Point annotations on photos:
-- Begin --
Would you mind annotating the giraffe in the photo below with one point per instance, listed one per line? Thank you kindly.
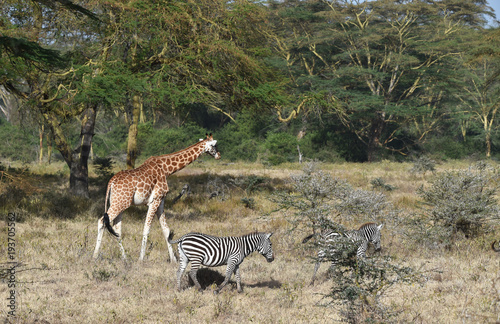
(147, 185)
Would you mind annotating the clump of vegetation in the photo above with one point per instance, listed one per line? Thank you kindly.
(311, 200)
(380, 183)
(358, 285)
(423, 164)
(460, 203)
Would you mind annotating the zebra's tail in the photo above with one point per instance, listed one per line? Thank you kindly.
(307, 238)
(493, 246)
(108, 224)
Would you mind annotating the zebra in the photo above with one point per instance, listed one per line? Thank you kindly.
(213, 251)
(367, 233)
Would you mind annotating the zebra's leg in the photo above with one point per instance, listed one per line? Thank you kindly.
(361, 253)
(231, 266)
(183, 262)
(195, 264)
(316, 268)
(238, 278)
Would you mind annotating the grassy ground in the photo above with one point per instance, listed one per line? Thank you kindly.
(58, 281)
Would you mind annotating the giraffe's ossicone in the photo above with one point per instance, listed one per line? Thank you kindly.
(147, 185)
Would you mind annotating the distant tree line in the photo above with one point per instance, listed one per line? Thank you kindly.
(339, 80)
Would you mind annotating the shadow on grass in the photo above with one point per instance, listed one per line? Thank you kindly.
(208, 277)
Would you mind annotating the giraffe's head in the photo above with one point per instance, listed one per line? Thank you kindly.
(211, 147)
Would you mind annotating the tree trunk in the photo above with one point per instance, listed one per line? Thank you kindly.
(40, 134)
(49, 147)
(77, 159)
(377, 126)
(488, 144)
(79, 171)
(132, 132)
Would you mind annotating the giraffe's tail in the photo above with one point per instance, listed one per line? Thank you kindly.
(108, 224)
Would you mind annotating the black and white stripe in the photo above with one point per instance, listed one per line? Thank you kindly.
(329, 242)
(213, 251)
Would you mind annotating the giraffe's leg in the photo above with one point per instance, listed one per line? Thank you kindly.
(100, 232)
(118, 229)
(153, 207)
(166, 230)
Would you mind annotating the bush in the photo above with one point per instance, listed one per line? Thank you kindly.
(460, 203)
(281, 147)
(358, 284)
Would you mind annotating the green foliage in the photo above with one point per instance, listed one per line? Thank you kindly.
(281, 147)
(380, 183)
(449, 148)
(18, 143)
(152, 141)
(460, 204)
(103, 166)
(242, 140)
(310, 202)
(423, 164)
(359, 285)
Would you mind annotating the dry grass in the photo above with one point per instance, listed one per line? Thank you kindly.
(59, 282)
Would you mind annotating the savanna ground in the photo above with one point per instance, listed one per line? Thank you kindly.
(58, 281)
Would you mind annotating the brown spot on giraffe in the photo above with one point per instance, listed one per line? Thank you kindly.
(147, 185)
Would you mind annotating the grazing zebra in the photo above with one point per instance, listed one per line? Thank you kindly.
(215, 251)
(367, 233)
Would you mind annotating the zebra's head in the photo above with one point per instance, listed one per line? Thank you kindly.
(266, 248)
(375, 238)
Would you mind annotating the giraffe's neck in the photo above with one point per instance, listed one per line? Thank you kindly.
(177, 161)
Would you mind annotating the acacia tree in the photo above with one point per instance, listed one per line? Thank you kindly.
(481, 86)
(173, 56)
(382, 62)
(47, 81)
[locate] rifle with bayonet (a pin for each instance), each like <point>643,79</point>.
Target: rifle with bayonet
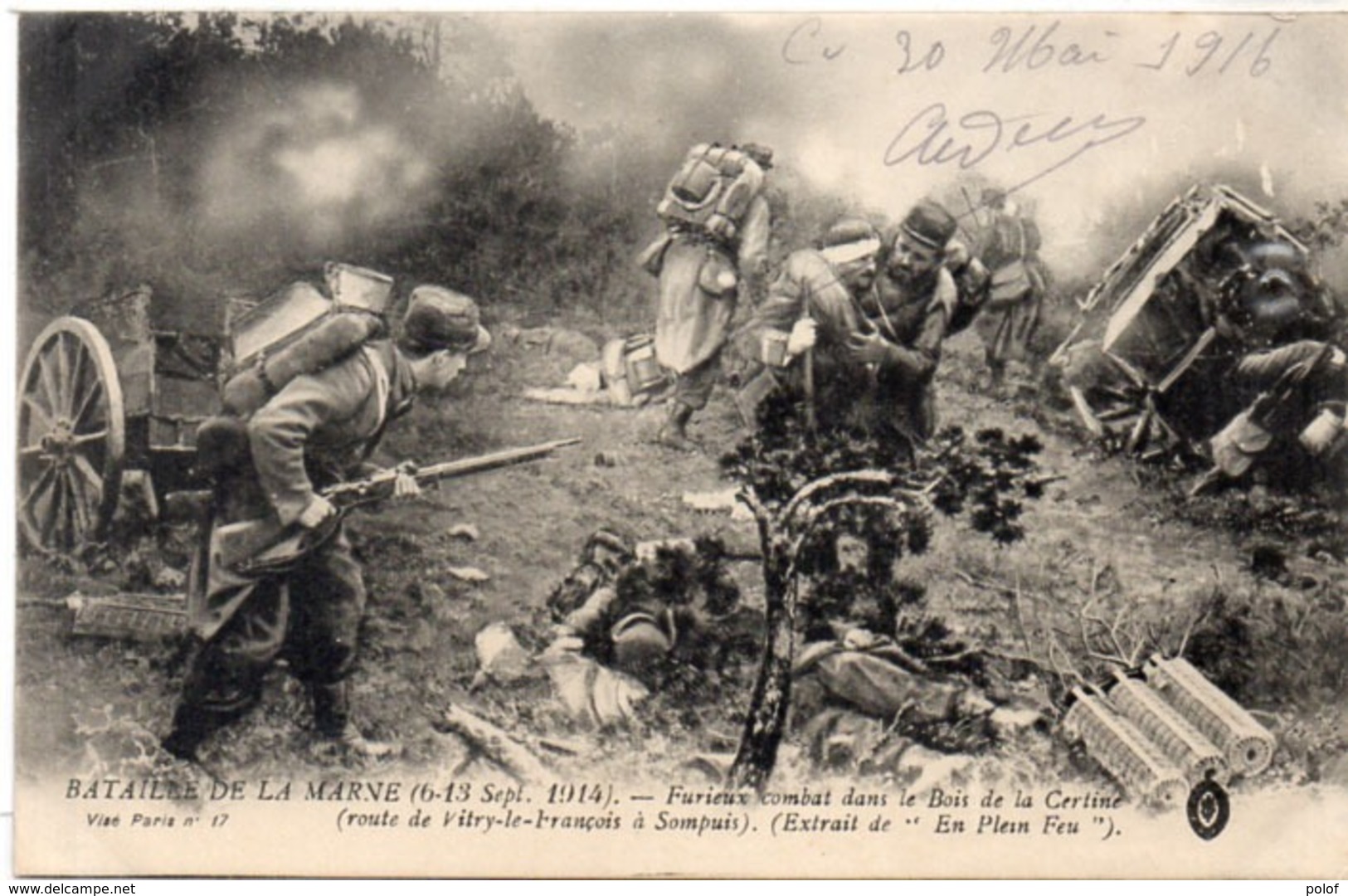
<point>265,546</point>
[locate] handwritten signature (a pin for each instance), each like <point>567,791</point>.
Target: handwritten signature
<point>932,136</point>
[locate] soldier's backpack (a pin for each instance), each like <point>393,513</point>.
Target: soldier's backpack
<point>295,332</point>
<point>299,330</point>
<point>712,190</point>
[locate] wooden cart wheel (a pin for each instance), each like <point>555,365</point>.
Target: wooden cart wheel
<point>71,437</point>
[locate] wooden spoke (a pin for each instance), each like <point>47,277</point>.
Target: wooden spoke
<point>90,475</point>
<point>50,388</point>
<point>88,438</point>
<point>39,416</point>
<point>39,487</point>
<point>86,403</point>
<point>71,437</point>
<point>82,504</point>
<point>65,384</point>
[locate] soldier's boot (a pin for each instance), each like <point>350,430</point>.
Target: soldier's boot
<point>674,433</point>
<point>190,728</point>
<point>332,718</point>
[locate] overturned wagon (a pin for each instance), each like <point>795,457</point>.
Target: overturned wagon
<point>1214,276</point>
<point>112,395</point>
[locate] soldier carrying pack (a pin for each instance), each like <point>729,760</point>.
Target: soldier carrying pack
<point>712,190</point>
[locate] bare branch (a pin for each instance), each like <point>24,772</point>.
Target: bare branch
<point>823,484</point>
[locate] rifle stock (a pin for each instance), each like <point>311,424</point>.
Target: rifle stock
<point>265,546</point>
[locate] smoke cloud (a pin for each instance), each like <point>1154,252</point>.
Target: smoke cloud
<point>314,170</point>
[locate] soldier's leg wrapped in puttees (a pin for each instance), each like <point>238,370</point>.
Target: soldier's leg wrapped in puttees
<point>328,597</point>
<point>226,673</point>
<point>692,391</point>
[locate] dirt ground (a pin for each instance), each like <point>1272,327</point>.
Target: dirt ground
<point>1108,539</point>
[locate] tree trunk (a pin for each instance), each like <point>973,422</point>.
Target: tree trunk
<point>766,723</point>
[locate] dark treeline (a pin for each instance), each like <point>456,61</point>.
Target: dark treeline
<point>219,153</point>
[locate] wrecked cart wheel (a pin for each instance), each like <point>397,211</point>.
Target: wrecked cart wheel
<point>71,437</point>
-- End --
• **EXERCISE DESCRIPTION**: Please give the lines of the items from the line with "Would you mind annotating the dry" up to and including the line with "<point>932,136</point>" as a JSON list of strings, one string per line, with blank lines and pictures left out.

• **RESPONSE FOR THIS EXERCISE**:
[
  "Would you mind annotating the dry grass in the photo above with one point per instance, listed one per line? Thank you kindly.",
  "(59, 282)",
  "Would you mind annotating the savanna ground in the photo above with one point per instance, listed one per line? Thank you kindly.",
  "(58, 281)",
  "Would you mind annotating the brown spot on giraffe in the photo above with one point per instance, listed one per line? Thank you kindly.",
  "(147, 185)",
  "Would you mind annotating the grazing zebra in the photo above with one point per instance, listed one per line? Thank you kindly.",
  "(215, 251)",
  "(367, 233)",
  "Would you mind annotating the zebra's head in the photo above with one point per instance, listed one per line? Thank you kindly.",
  "(266, 248)",
  "(375, 238)",
  "Would you mind annotating the giraffe's neck in the photo above with one point per instance, listed one per line? Thank you kindly.",
  "(177, 161)",
  "Would you mind annotating the acacia tree in the photo above with one point per instance, listed one per line? Thank you kindly.",
  "(481, 86)",
  "(173, 56)",
  "(382, 62)",
  "(47, 81)",
  "[locate] rifle with bayonet (a pin for each instance), each like <point>643,79</point>.",
  "Target: rifle with bayonet",
  "<point>265,546</point>",
  "[locate] handwritten signature (a pin for each instance), each like <point>567,791</point>.",
  "Target: handwritten signature",
  "<point>932,136</point>"
]